[BEGIN Information given]

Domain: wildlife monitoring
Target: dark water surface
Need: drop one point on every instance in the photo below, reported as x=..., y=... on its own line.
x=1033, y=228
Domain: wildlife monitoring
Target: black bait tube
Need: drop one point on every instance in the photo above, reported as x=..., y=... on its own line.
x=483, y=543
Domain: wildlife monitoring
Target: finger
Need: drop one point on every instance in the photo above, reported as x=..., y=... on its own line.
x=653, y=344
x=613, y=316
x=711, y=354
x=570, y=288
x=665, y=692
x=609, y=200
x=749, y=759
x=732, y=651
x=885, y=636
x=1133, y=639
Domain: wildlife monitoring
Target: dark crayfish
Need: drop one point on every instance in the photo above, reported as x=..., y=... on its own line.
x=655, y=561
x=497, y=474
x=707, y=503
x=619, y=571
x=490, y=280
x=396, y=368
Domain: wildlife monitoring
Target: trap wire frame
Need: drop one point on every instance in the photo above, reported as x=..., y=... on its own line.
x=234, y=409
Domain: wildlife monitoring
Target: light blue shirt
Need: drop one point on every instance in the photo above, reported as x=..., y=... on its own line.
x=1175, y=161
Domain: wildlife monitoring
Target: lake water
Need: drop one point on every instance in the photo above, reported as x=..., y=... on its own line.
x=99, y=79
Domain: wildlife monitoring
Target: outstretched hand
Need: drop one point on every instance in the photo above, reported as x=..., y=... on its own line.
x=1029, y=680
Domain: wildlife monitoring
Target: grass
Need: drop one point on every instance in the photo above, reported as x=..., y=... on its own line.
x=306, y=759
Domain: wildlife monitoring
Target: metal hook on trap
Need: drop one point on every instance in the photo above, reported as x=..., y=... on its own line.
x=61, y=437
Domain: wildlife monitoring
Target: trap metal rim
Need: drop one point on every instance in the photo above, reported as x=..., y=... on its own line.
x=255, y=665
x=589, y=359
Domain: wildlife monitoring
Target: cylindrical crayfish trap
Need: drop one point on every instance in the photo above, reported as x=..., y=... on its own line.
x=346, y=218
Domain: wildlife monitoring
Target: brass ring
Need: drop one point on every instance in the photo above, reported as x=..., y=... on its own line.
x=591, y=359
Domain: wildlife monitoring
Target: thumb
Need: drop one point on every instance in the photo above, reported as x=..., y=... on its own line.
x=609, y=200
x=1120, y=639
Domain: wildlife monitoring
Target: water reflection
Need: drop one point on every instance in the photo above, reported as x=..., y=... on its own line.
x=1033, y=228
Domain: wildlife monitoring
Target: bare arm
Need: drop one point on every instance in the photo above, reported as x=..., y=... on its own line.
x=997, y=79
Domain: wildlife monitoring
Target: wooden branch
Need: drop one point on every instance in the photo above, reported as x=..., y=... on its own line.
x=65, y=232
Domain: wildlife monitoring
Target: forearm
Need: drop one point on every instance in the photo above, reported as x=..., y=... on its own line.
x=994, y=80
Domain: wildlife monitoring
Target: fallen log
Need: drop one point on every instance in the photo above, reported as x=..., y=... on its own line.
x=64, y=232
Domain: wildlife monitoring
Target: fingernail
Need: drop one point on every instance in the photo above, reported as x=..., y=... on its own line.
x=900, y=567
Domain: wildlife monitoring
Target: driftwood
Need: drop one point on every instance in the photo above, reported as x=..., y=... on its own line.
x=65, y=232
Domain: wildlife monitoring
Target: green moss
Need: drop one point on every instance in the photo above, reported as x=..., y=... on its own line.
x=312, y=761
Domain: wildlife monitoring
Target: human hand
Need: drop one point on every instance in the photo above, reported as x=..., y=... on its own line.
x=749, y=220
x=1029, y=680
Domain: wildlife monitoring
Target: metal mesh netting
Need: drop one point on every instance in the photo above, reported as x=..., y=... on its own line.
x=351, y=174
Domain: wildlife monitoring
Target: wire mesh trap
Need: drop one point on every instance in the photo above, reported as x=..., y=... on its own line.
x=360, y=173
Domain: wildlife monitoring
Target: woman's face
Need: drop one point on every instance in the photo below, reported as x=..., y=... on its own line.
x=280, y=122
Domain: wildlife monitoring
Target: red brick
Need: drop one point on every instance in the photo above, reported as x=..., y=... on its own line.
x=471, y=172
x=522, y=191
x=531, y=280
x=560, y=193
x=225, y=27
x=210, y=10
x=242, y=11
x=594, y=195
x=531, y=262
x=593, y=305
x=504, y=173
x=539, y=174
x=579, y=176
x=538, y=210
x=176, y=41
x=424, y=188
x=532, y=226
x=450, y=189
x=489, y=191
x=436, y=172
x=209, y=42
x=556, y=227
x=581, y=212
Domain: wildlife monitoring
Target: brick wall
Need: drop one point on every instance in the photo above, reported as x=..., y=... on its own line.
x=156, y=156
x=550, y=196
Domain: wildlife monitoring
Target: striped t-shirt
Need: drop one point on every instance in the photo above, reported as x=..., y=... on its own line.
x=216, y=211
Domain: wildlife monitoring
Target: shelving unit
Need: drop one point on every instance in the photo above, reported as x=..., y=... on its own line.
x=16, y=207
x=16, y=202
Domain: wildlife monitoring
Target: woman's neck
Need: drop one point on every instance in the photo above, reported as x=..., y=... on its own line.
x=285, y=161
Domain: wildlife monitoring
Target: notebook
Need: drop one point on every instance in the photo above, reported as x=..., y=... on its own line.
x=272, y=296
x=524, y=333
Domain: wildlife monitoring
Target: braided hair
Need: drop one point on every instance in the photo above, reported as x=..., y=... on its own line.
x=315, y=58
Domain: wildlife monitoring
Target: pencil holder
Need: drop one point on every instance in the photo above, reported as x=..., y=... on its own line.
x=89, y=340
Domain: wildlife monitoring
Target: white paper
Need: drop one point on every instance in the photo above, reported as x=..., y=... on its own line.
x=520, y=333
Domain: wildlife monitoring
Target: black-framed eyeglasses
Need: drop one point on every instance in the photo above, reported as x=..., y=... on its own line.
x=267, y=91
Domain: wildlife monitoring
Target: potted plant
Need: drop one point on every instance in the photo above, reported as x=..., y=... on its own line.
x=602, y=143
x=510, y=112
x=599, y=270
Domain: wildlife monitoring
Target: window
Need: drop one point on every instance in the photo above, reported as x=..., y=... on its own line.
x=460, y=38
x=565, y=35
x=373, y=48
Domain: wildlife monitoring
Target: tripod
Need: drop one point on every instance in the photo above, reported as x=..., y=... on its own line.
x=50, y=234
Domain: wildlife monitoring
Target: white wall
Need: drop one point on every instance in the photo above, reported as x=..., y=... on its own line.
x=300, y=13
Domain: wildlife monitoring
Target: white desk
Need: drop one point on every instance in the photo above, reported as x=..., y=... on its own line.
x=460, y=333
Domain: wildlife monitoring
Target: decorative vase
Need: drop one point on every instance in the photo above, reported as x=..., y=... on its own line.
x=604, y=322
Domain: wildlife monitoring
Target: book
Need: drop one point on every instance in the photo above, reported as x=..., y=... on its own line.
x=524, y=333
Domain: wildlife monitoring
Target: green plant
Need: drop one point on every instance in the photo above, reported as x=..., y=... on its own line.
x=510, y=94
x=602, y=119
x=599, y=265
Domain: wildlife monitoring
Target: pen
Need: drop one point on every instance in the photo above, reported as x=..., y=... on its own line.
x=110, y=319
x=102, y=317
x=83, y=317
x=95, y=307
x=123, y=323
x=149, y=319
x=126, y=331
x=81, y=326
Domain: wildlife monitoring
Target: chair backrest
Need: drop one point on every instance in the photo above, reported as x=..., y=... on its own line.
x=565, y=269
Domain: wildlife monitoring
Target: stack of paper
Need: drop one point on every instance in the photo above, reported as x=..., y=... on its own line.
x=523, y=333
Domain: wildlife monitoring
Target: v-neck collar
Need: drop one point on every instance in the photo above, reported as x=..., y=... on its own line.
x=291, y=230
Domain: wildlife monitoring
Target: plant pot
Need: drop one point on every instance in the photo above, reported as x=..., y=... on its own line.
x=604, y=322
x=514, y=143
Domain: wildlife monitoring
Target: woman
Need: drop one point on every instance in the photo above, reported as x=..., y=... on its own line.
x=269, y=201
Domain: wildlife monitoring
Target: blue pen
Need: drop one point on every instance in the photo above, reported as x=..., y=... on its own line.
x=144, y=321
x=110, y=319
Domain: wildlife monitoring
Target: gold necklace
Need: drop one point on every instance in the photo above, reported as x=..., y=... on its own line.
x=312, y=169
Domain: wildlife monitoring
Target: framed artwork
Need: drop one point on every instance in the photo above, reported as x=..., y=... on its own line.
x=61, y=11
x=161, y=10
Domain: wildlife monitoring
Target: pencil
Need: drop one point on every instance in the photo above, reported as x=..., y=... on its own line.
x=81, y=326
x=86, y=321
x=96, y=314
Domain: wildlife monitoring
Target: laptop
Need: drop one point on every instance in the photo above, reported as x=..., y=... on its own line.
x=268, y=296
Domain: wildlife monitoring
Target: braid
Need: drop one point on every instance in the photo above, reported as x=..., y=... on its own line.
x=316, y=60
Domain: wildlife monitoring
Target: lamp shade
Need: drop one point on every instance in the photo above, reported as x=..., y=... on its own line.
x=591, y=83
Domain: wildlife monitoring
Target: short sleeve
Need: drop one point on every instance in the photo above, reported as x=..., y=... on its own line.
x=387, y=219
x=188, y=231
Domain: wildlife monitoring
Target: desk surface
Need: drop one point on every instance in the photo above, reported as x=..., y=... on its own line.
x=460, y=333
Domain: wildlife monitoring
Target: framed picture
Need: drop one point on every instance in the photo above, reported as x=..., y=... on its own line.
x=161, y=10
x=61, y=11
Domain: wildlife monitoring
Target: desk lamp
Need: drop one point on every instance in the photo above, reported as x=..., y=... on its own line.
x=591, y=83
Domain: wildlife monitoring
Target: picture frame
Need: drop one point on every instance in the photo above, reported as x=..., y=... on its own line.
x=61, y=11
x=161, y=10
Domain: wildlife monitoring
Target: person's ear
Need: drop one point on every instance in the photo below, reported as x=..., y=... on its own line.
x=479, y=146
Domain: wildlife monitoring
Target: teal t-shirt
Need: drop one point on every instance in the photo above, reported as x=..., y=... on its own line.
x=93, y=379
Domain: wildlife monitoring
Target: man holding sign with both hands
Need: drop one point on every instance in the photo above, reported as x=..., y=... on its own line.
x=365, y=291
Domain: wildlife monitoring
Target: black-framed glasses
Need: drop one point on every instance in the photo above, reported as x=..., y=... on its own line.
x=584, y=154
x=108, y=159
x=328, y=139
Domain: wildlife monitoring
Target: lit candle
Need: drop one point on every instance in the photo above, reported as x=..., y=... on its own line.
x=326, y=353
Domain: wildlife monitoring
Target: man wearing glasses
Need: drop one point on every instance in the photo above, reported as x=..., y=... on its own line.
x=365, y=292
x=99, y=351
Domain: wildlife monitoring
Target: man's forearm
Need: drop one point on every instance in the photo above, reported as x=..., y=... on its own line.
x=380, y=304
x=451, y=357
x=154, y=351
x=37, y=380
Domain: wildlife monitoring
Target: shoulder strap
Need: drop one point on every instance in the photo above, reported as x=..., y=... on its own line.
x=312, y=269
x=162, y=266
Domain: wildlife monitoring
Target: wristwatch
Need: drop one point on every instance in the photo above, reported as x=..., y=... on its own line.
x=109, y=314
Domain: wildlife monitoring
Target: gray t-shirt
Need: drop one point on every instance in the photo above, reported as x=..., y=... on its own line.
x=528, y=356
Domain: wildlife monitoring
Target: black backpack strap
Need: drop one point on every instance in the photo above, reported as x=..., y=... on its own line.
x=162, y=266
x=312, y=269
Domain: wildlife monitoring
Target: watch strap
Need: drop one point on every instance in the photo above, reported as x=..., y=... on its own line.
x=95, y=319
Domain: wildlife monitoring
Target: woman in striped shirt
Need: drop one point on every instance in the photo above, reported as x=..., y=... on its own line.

[END Information given]

Problem details
Reproduce this listing line for line, starting at its first line and stopping after the line that contains "x=396, y=368".

Full answer
Domain: wildlife monitoring
Target: dark water surface
Need: drop one point on every instance in the photo below, reported as x=..., y=... on its own line.
x=1033, y=228
Domain: wildlife monitoring
Target: black bait tube
Need: drop one point on every instance in the photo above, reported as x=..., y=... on its own line.
x=483, y=543
Domain: wildlife monitoring
Target: finger
Need: drop one point on every instance in the photo above, reported as x=..., y=... on its own line.
x=653, y=344
x=613, y=316
x=711, y=354
x=570, y=288
x=665, y=692
x=609, y=200
x=749, y=759
x=732, y=651
x=885, y=636
x=1133, y=639
Domain: wildlife monitoring
Target: dark crayfish
Need: drop one point on every instance in the photo above, reported as x=..., y=... on its own line.
x=655, y=561
x=497, y=474
x=707, y=503
x=619, y=571
x=490, y=280
x=396, y=368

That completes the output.